#### The records ####

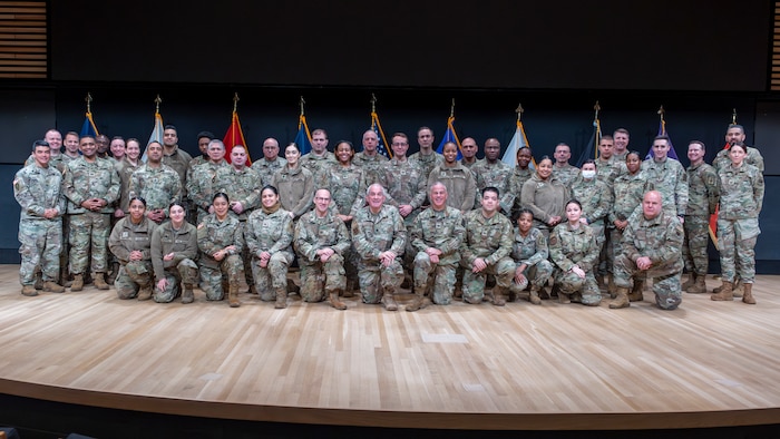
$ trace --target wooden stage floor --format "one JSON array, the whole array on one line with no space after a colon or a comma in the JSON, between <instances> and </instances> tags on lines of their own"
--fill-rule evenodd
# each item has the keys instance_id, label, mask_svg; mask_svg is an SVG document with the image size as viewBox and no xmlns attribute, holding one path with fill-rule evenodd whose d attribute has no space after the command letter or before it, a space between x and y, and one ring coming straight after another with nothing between
<instances>
[{"instance_id":1,"label":"wooden stage floor","mask_svg":"<svg viewBox=\"0 0 780 439\"><path fill-rule=\"evenodd\" d=\"M708 279L708 286L715 286ZM0 393L205 418L480 430L779 423L780 276L758 305L544 301L388 312L20 294L0 265ZM411 300L400 295L399 303ZM565 414L565 416L562 416Z\"/></svg>"}]
</instances>

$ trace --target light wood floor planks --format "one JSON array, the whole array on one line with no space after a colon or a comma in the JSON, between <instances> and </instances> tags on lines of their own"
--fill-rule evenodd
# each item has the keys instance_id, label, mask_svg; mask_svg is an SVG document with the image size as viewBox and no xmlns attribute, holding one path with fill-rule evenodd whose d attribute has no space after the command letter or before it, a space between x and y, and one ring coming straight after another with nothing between
<instances>
[{"instance_id":1,"label":"light wood floor planks","mask_svg":"<svg viewBox=\"0 0 780 439\"><path fill-rule=\"evenodd\" d=\"M708 286L715 286L708 279ZM0 392L173 414L457 429L640 429L780 419L780 276L759 304L544 301L339 312L25 297L0 265ZM400 295L401 304L409 295Z\"/></svg>"}]
</instances>

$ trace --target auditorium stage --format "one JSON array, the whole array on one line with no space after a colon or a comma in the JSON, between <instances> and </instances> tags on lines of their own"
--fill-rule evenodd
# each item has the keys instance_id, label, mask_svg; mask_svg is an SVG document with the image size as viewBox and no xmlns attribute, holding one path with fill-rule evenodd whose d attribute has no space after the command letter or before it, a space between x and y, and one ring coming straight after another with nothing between
<instances>
[{"instance_id":1,"label":"auditorium stage","mask_svg":"<svg viewBox=\"0 0 780 439\"><path fill-rule=\"evenodd\" d=\"M708 277L708 286L716 282ZM527 301L388 312L20 294L0 265L0 393L223 420L445 430L780 423L780 276L758 305ZM403 305L411 300L399 297ZM2 419L0 419L2 421ZM85 431L85 433L88 433Z\"/></svg>"}]
</instances>

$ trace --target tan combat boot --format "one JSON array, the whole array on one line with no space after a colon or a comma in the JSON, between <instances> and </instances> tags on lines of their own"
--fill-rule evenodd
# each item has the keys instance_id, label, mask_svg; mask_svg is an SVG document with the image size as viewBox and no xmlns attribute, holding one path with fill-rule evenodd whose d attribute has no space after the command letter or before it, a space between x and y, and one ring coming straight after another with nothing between
<instances>
[{"instance_id":1,"label":"tan combat boot","mask_svg":"<svg viewBox=\"0 0 780 439\"><path fill-rule=\"evenodd\" d=\"M742 295L742 302L749 305L754 305L755 297L753 297L753 284L743 283L742 285L744 285L744 294Z\"/></svg>"},{"instance_id":2,"label":"tan combat boot","mask_svg":"<svg viewBox=\"0 0 780 439\"><path fill-rule=\"evenodd\" d=\"M279 296L276 296L279 299ZM328 293L328 302L331 304L331 306L335 308L337 310L345 310L347 305L344 302L339 300L339 290L333 290L330 293Z\"/></svg>"},{"instance_id":3,"label":"tan combat boot","mask_svg":"<svg viewBox=\"0 0 780 439\"><path fill-rule=\"evenodd\" d=\"M642 302L644 300L644 295L642 294L642 291L644 290L644 280L634 280L634 287L631 289L631 292L628 293L628 301L630 302Z\"/></svg>"},{"instance_id":4,"label":"tan combat boot","mask_svg":"<svg viewBox=\"0 0 780 439\"><path fill-rule=\"evenodd\" d=\"M95 284L95 287L98 290L108 290L108 284L106 283L106 280L104 277L103 272L97 272L92 274L92 283Z\"/></svg>"},{"instance_id":5,"label":"tan combat boot","mask_svg":"<svg viewBox=\"0 0 780 439\"><path fill-rule=\"evenodd\" d=\"M688 281L683 282L682 289L683 291L688 291L691 286L693 286L696 283L696 273L690 272L688 273ZM690 293L690 291L688 291Z\"/></svg>"},{"instance_id":6,"label":"tan combat boot","mask_svg":"<svg viewBox=\"0 0 780 439\"><path fill-rule=\"evenodd\" d=\"M628 300L628 289L616 287L615 289L615 300L610 303L610 308L613 310L620 310L622 308L631 306L631 301Z\"/></svg>"},{"instance_id":7,"label":"tan combat boot","mask_svg":"<svg viewBox=\"0 0 780 439\"><path fill-rule=\"evenodd\" d=\"M530 285L530 294L528 295L528 302L540 305L542 299L539 299L539 287L536 285Z\"/></svg>"},{"instance_id":8,"label":"tan combat boot","mask_svg":"<svg viewBox=\"0 0 780 439\"><path fill-rule=\"evenodd\" d=\"M238 286L240 284L231 282L230 287L227 289L227 303L231 305L231 308L238 308L241 306L241 301L238 300Z\"/></svg>"},{"instance_id":9,"label":"tan combat boot","mask_svg":"<svg viewBox=\"0 0 780 439\"><path fill-rule=\"evenodd\" d=\"M689 286L688 292L691 294L706 293L706 285L704 284L704 277L706 275L692 274L695 277L694 284Z\"/></svg>"},{"instance_id":10,"label":"tan combat boot","mask_svg":"<svg viewBox=\"0 0 780 439\"><path fill-rule=\"evenodd\" d=\"M287 280L287 282L290 282ZM276 289L276 304L274 304L274 308L277 310L283 310L287 308L287 287L282 286L281 289Z\"/></svg>"},{"instance_id":11,"label":"tan combat boot","mask_svg":"<svg viewBox=\"0 0 780 439\"><path fill-rule=\"evenodd\" d=\"M74 283L70 284L70 291L84 290L84 274L74 274Z\"/></svg>"},{"instance_id":12,"label":"tan combat boot","mask_svg":"<svg viewBox=\"0 0 780 439\"><path fill-rule=\"evenodd\" d=\"M182 293L182 303L193 303L195 302L195 294L193 293L193 285L189 283L184 284L184 292Z\"/></svg>"},{"instance_id":13,"label":"tan combat boot","mask_svg":"<svg viewBox=\"0 0 780 439\"><path fill-rule=\"evenodd\" d=\"M731 301L734 300L734 294L732 293L732 283L729 281L723 281L723 285L721 285L721 292L718 294L712 294L710 299L713 301Z\"/></svg>"},{"instance_id":14,"label":"tan combat boot","mask_svg":"<svg viewBox=\"0 0 780 439\"><path fill-rule=\"evenodd\" d=\"M48 291L50 293L65 293L65 286L53 281L46 281L43 283L43 291Z\"/></svg>"},{"instance_id":15,"label":"tan combat boot","mask_svg":"<svg viewBox=\"0 0 780 439\"><path fill-rule=\"evenodd\" d=\"M142 285L138 291L138 300L143 302L152 299L152 284Z\"/></svg>"}]
</instances>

####

What is expected —
Return, unaltered, each line of the records in which the string "format" appears.

The solution —
$ trace --target wooden stage floor --format "one JSON array, the whole array on one line with no space after a colon or a comma in the JSON, between <instances> and </instances> tags on lines of their own"
$ trace --target light wood floor planks --format "one JSON array, the whole array on one line with no space after a colon or a comma in the JSON, between <instances> and </instances> tags on lines of their own"
$ trace --target auditorium stage --format "one JSON array, the whole array on one line with no space after a colon or a comma in the JSON, between <instances> and </instances> tags on lines of their own"
$ trace --target tan combat boot --format "one JSON array, the whole array on one line with no space after a colon or a comma in the JSON, between <instances> and </instances> tags on lines of their own"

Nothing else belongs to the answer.